*READING PASSAGE:*
● ● ● ● ●
The valve device may be a thermostatic expansion valve or a solenoid controlled valve. In case of the thermostatic expansion valve, the main body is formed with a first passage for a liquid-phase refrigerant; a second passage for a vapor-phase refrigerant obtained by vaporizing of the liquid-phase refrigerant; and an orifice provided in the first passage and adapted for adiabatically expanding the liquid-phase refrigerant, and the valve member is provided near the orifice.

It is preferred that each crystal grain of the aluminum alloy material has an aspect ratio (a grain length/a grain thickness) of 10 or more.

The refrigerant passage may have an inner surface substantially parallel to a fiber direction of the fiber structure. A fiber direction means an elongated direction (i.e., a direction of the grain length) of the crystal grains constituting the fiber structure.

The aluminum alloy material is preferably an extruded material. In this case, an aluminum alloy ingot may be homogenized at 450 to 550° C. before the extrusion. In the extrusion of the ingot, preferable extrusion temperature and extrusion rate are respectively 470 to 550° C. and less than 40 m/min.

BRIEF DESCRIPTION OF THE DRAWINGS

FIG. 1 is a sectional view showing a thermostatic expansion valve together with a refrigerating cycle system;

FIG. 2 is a side view of a thermostatic expansion valve without showing an internal structure;

FIG. 3 is a schematic diagram for illustrating a corrosion type determination test;

FIG. 4 is an optical microphotograph of a microstructure of the test piece having intergranular corrosion in Example 11; and

FIG. 5 is an optical microphotograph of a microstructure of the test piece having pitting corrosion in Example 3.

DETAILED DESCRIPTION OF THE INVENTION

Referring to FIGS. 1 and 2, one embodiment of a valve device according to the present invention is described below.

FIG. 1 is a diagram showing a thermostatic expansion valve disclosed in Japanese Unexamined Patent Publication No. Hei10-267470. As shown in the figure, the valve is incorporated in a refrigerating cycle system of, for example, a vehicle air conditioner. The refrigerating cycle system has a refrigerant conduit 2 extending from a refrigerant outlet of a condenser 3 to a refrigerant inlet of an evaporator 5 through a receiver 4 and a first passage of the valve, and returning from a refrigerant outlet of the evaporator 5 to a refrigerator inlet of the condenser 3 through a second passage 7 of the valve and a compressor 9.

The thermostatic expansion valve has a main body 1 in the shape of a near rectangular parallelepiped. The main body 1 is formed with the first passage 6 and the second passage 7 spaced apart one above the other, each of which forms a part of the refrigerant conduit 2 of the refrigerant cycle system. The first passage 6 interposes between the refrigerant inlet of the evaporator 5 and a refrigerant outlet of the receiver 4, and the second passage 7 interposing between the refrigerant outlet of the evaporator 5 and a refrigerator inlet of the compressor 9. Formed in the first passage 6 is an orifice 8 for adiabatically expanding a liquid-phase refrigerant supplied from the refrigerant outlet of the receiver 4. The orifice 8 has its center line along the length of the main body 1. A valve seat is formed at the inlet of the orifice 8. Near the orifice 8, a valve element 10a is supported by a support member 10b. The valve element 10a is pressed upward by an energizing means 11 such as a compression coil spring through the support member 10b.
● ● ● ● ●
*EXERCISE DESCRIPTION:*
Update the valve device text from "FIG. 4 is an" up to and including "is described below." by changing "optical microphotograph" to "optical micrograph", and write out that part in full.

Entries from a pointing dataset
● ● ● ● ●
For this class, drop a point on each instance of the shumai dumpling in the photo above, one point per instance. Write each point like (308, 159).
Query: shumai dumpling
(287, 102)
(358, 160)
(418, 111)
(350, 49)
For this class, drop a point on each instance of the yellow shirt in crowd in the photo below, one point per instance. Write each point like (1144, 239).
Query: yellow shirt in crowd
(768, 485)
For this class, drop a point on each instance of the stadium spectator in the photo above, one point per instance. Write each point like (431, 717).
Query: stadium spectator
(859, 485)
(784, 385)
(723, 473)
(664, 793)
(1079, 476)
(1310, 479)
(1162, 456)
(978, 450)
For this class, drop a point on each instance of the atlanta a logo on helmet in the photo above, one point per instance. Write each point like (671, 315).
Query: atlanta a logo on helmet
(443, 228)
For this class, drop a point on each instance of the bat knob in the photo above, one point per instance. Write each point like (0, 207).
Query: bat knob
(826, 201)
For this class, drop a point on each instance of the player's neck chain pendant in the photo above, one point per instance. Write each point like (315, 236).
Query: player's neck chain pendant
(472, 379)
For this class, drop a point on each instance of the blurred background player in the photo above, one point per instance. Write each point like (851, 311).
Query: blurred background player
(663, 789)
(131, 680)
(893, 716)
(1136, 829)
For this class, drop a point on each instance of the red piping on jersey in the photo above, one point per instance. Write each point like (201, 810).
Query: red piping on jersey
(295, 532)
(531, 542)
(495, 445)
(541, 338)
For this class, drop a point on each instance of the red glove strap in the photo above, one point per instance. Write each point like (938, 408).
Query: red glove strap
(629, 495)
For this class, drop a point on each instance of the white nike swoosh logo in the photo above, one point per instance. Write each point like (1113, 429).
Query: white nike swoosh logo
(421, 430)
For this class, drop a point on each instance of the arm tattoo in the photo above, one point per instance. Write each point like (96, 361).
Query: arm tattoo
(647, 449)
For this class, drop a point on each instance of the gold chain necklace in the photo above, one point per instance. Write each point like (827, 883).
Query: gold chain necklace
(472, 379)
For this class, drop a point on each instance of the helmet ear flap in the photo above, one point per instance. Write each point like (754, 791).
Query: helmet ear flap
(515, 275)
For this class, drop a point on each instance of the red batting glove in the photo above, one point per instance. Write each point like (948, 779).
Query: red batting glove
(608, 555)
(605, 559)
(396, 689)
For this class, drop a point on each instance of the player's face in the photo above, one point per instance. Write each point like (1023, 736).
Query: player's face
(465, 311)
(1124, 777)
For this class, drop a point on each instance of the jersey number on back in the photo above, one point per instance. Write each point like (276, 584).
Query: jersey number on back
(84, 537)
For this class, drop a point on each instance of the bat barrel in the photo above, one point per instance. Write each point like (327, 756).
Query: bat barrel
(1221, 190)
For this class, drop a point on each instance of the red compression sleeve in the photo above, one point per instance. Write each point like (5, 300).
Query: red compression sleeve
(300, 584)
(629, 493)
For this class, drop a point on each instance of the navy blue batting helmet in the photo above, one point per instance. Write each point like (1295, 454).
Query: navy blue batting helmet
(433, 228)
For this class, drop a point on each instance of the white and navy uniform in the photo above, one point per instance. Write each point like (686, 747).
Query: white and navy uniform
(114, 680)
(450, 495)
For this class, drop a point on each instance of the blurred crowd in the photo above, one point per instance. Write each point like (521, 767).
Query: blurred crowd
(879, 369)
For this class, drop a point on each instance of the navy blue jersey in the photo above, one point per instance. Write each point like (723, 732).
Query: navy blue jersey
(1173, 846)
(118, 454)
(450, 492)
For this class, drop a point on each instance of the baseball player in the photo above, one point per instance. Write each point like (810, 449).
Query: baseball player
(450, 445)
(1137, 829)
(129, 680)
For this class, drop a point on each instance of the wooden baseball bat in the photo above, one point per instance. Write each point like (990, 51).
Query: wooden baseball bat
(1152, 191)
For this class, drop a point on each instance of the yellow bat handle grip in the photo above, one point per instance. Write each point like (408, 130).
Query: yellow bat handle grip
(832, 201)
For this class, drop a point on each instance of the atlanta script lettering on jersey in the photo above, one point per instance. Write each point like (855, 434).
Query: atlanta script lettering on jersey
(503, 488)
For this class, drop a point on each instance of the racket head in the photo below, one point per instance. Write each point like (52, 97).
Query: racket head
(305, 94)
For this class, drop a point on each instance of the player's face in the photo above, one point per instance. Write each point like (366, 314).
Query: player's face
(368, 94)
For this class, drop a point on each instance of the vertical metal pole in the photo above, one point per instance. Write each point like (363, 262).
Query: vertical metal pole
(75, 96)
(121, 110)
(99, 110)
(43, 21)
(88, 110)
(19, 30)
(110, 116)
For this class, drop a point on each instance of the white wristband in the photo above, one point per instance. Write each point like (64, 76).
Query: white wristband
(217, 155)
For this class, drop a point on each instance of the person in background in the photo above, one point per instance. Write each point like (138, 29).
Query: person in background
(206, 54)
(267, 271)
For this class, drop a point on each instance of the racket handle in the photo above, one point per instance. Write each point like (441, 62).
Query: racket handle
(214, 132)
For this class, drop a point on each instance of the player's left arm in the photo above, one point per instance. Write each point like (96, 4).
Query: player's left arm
● ● ● ● ●
*ANSWER TO THE TASK:*
FIG. 4 is an optical micrograph of a microstructure of the test piece having intergranular corrosion in Example 11; and

FIG. 5 is an optical micrograph of a microstructure of the test piece having pitting corrosion in Example 3.

DETAILED DESCRIPTION OF THE INVENTION

Referring to FIGS. 1 and 2, one embodiment of a valve device according to the present invention is described below.